- The problem: Pictures don't belong in the copy; print all the records exactly.

- Record extracts:
######
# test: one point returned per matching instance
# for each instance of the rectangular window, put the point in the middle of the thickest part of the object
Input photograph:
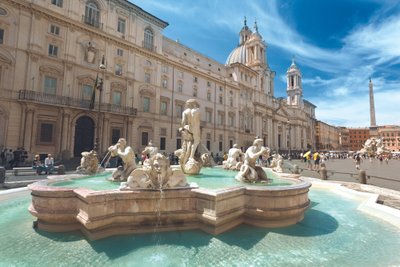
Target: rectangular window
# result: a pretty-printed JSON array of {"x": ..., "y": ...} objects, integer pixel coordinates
[
  {"x": 1, "y": 36},
  {"x": 57, "y": 2},
  {"x": 209, "y": 116},
  {"x": 163, "y": 108},
  {"x": 50, "y": 85},
  {"x": 115, "y": 135},
  {"x": 147, "y": 77},
  {"x": 116, "y": 98},
  {"x": 121, "y": 25},
  {"x": 46, "y": 132},
  {"x": 146, "y": 105},
  {"x": 162, "y": 143},
  {"x": 231, "y": 121},
  {"x": 55, "y": 29},
  {"x": 87, "y": 91},
  {"x": 164, "y": 83},
  {"x": 179, "y": 109},
  {"x": 178, "y": 143},
  {"x": 118, "y": 69},
  {"x": 180, "y": 87},
  {"x": 220, "y": 119},
  {"x": 145, "y": 138},
  {"x": 53, "y": 50}
]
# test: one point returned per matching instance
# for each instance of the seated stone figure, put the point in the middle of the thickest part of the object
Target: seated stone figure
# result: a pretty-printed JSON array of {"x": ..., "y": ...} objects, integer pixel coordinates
[
  {"x": 127, "y": 155},
  {"x": 277, "y": 163},
  {"x": 89, "y": 163},
  {"x": 234, "y": 160},
  {"x": 150, "y": 150},
  {"x": 156, "y": 173},
  {"x": 249, "y": 172}
]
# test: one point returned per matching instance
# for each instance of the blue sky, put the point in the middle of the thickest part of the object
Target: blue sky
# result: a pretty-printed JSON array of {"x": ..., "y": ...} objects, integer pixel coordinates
[{"x": 338, "y": 46}]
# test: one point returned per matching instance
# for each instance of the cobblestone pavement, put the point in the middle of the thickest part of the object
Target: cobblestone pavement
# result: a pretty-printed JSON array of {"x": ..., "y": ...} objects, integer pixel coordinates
[{"x": 381, "y": 174}]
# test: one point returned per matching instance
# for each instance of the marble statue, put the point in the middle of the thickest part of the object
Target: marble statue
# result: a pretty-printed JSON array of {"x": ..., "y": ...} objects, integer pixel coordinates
[
  {"x": 277, "y": 163},
  {"x": 156, "y": 173},
  {"x": 127, "y": 155},
  {"x": 206, "y": 160},
  {"x": 374, "y": 147},
  {"x": 89, "y": 163},
  {"x": 150, "y": 149},
  {"x": 249, "y": 172},
  {"x": 190, "y": 131},
  {"x": 234, "y": 160}
]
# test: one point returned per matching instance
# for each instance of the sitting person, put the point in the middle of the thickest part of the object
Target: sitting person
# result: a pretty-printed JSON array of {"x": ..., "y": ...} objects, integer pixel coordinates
[
  {"x": 37, "y": 165},
  {"x": 49, "y": 164}
]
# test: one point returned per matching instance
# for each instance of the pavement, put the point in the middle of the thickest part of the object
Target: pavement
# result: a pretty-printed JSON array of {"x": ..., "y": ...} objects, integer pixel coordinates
[{"x": 382, "y": 178}]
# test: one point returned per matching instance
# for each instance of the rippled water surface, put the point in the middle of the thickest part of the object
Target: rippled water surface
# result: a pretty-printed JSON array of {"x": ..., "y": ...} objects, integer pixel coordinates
[{"x": 333, "y": 233}]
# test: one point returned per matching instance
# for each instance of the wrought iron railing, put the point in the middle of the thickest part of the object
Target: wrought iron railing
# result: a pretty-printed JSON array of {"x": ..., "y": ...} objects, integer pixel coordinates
[
  {"x": 50, "y": 99},
  {"x": 92, "y": 22},
  {"x": 149, "y": 47}
]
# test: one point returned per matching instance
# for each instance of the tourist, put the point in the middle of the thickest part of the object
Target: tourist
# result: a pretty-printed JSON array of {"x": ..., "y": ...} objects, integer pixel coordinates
[
  {"x": 357, "y": 160},
  {"x": 49, "y": 164},
  {"x": 37, "y": 165},
  {"x": 316, "y": 158}
]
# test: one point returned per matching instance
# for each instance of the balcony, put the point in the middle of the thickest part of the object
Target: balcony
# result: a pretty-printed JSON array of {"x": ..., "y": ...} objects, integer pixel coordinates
[
  {"x": 92, "y": 22},
  {"x": 149, "y": 47},
  {"x": 55, "y": 100}
]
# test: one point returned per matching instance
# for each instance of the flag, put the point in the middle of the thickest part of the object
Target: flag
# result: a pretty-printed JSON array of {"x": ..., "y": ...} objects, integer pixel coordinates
[{"x": 91, "y": 106}]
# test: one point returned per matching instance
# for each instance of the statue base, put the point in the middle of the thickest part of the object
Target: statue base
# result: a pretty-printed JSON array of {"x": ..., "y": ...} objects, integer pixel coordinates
[{"x": 191, "y": 167}]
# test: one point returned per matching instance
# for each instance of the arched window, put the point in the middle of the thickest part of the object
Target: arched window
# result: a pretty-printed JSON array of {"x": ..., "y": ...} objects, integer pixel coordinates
[
  {"x": 92, "y": 14},
  {"x": 148, "y": 39}
]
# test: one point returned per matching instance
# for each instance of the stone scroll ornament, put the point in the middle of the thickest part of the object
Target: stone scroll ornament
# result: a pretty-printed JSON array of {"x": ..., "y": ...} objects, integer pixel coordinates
[
  {"x": 156, "y": 173},
  {"x": 249, "y": 172},
  {"x": 189, "y": 161},
  {"x": 234, "y": 160}
]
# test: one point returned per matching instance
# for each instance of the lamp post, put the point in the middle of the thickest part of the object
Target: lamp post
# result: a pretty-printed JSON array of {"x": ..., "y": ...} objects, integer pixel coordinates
[
  {"x": 102, "y": 67},
  {"x": 289, "y": 143}
]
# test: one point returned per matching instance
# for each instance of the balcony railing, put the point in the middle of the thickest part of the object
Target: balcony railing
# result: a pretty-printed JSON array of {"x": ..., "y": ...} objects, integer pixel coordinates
[
  {"x": 92, "y": 22},
  {"x": 55, "y": 100},
  {"x": 149, "y": 47}
]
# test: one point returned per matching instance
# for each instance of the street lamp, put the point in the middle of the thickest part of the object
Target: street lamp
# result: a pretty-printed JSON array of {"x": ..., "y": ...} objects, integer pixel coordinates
[
  {"x": 102, "y": 67},
  {"x": 289, "y": 144}
]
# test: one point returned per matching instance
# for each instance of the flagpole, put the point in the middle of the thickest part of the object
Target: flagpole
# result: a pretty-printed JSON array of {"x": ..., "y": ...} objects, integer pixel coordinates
[{"x": 97, "y": 146}]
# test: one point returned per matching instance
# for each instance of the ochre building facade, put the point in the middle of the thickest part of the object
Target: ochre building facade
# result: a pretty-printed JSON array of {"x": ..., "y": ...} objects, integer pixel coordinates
[{"x": 50, "y": 53}]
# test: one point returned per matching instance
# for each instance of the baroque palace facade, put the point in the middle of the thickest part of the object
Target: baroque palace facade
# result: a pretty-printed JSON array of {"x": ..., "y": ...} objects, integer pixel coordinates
[{"x": 50, "y": 53}]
######
- Solution:
# test: one point returned per matching instance
# for each instance of the rectangular window, put the point in the middle of the thickest part of the object
Input photograph:
Target: rectangular window
# result: a pretty-printed JSON array of {"x": ..., "y": ...} objects, integer pixel coordinates
[
  {"x": 1, "y": 36},
  {"x": 57, "y": 2},
  {"x": 209, "y": 116},
  {"x": 163, "y": 108},
  {"x": 50, "y": 85},
  {"x": 115, "y": 135},
  {"x": 147, "y": 77},
  {"x": 116, "y": 98},
  {"x": 121, "y": 25},
  {"x": 46, "y": 132},
  {"x": 146, "y": 105},
  {"x": 162, "y": 143},
  {"x": 231, "y": 121},
  {"x": 55, "y": 29},
  {"x": 87, "y": 91},
  {"x": 164, "y": 83},
  {"x": 179, "y": 109},
  {"x": 178, "y": 143},
  {"x": 118, "y": 69},
  {"x": 180, "y": 87},
  {"x": 220, "y": 119},
  {"x": 145, "y": 138},
  {"x": 53, "y": 50}
]
# test: one point returned per matching instance
# for each instance of the seated stone figure, put the point in the middle of the thickest part of the object
Target: seated stone figure
# result: a pretty-printed JSON array of {"x": ..., "y": ...} objects, integer pixel coordinates
[
  {"x": 127, "y": 155},
  {"x": 277, "y": 163},
  {"x": 89, "y": 163},
  {"x": 234, "y": 160},
  {"x": 150, "y": 150},
  {"x": 156, "y": 173},
  {"x": 249, "y": 172}
]
# test: one point returned per matching instance
# for each instance of the blue sky, put the point in the middle of the thickest part of the object
Target: blue sky
# result: a pretty-printed JSON array of {"x": ..., "y": ...} objects, integer pixel coordinates
[{"x": 338, "y": 46}]
# test: one point returned per matching instance
# for each instance of the cobblestone pavement, put the point in the middle of the thickest part of the object
Target: cobblestone pavement
# result: a pretty-printed JSON array of {"x": ..., "y": ...} objects, integer pixel coordinates
[{"x": 381, "y": 174}]
# test: one point returned per matching instance
# for each instance of the marble statue, put the point in the middle of the thickest part of the object
Target: marble statue
# result: a pretty-printed JSON array of {"x": ..., "y": ...} objects, integer pixel coordinates
[
  {"x": 277, "y": 163},
  {"x": 156, "y": 173},
  {"x": 127, "y": 155},
  {"x": 206, "y": 160},
  {"x": 374, "y": 147},
  {"x": 89, "y": 163},
  {"x": 150, "y": 149},
  {"x": 249, "y": 172},
  {"x": 190, "y": 131},
  {"x": 234, "y": 160}
]
# test: one point returned per matching instance
# for each instance of the sitting person, put the point in the middle of the thickest part of the object
Target: sitting person
# result: a pretty-printed JSON array of {"x": ..., "y": ...} objects, integer pixel coordinates
[
  {"x": 37, "y": 165},
  {"x": 49, "y": 164}
]
# test: one point returned per matching instance
# for each instance of the pavement, put the point in the middle of the thickest part of the object
Target: pavement
# result: a pretty-printed JSON array of {"x": ..., "y": ...} objects, integer pixel coordinates
[{"x": 382, "y": 178}]
# test: one point returned per matching instance
# for each instance of the rippled water surface, put the point in the middle of the thickest part of the object
Target: rippled water surface
# result: a pretty-printed JSON array of {"x": ..., "y": ...} objects, integer pixel coordinates
[{"x": 333, "y": 233}]
# test: one point returned per matching instance
# for each instance of the wrought iron railing, put the point in the middle of the thickest part of the object
Target: wrought iron railing
# result: a pretty-printed JSON array of {"x": ..., "y": ...} objects, integer pixel coordinates
[
  {"x": 50, "y": 99},
  {"x": 92, "y": 22},
  {"x": 149, "y": 47}
]
# test: one point returned per matching instance
# for each instance of the tourist, put the point in the middle of the thickest part of the object
Target: tourist
# result: a pretty-printed JSON array of {"x": ..., "y": ...} objects, integer pixel coordinates
[
  {"x": 357, "y": 160},
  {"x": 49, "y": 164},
  {"x": 37, "y": 165},
  {"x": 316, "y": 158}
]
# test: one point returned per matching instance
# for each instance of the balcony, put the point in the middle of the thickest part of the object
Target: balcony
# result: a pretty-printed JSON array of {"x": ..., "y": ...} objects, integer pixel coordinates
[
  {"x": 92, "y": 22},
  {"x": 149, "y": 47},
  {"x": 55, "y": 100}
]
# test: one point returned per matching instance
# for each instance of the flag, put the point in the middle of the thickest part of the object
Target: flag
# result: a pretty-printed JSON array of {"x": ..., "y": ...} objects, integer pixel coordinates
[{"x": 91, "y": 106}]
# test: one point returned per matching instance
# for each instance of the statue base, put the point in the middle of the thickest part of the object
Target: statue base
# result: a pretty-printed JSON array of {"x": ..., "y": ...} objects, integer pixel coordinates
[{"x": 191, "y": 167}]
# test: one point returned per matching instance
# for each instance of the arched window, put the point in the middle of the thickest part of the object
Target: arched window
# result: a pretty-printed JSON array of {"x": ..., "y": ...} objects, integer pixel coordinates
[
  {"x": 92, "y": 14},
  {"x": 148, "y": 39}
]
# test: one point returned per matching instance
# for each instance of the stone scroll ornament, put the point in the middle of the thickest part of the object
Target: stone scroll ornament
# result: a pretty-printed JSON array of {"x": ..., "y": ...} objects, integer pixel coordinates
[
  {"x": 156, "y": 173},
  {"x": 249, "y": 172},
  {"x": 189, "y": 161},
  {"x": 234, "y": 160}
]
# test: one point returned per matching instance
# for each instance of the lamp post, put the point in the middle of the thickest part of the object
Target: lamp post
# result: a pretty-printed JSON array of {"x": ..., "y": ...} objects, integer pixel coordinates
[
  {"x": 102, "y": 67},
  {"x": 289, "y": 143}
]
# test: one point returned per matching instance
# for each instance of the balcony railing, put the point in the middle of the thickest part of the object
Target: balcony railing
# result: a pretty-printed JSON array of {"x": ..., "y": ...} objects, integer pixel coordinates
[
  {"x": 92, "y": 22},
  {"x": 55, "y": 100},
  {"x": 149, "y": 47}
]
# test: one point returned per matching instance
# for each instance of the street lamp, put the point in the middle of the thickest part of the object
Target: street lamp
# result: a pretty-printed JSON array of {"x": ..., "y": ...} objects, integer pixel coordinates
[
  {"x": 102, "y": 67},
  {"x": 289, "y": 144}
]
# test: one point returned per matching instance
# for each instance of the flagpole, put the point in the middle of the thickest part of the object
Target: flagpole
# result: a pretty-printed JSON array of {"x": ..., "y": ...} objects, integer pixel coordinates
[{"x": 97, "y": 146}]
# test: one point returned per matching instance
# for each instance of the ochre building facade, put the point in the middle of the thickest part of the object
Target: ochre building facade
# result: a pretty-printed JSON array of {"x": ..., "y": ...} objects, integer pixel coordinates
[{"x": 50, "y": 53}]
# test: one point returned per matching instance
# for each instance of the baroque palace facade, put the point in the middle of the thickest part of the object
Target: baroque palace facade
# result: a pretty-printed JSON array of {"x": ..., "y": ...} objects, integer pixel coordinates
[{"x": 50, "y": 53}]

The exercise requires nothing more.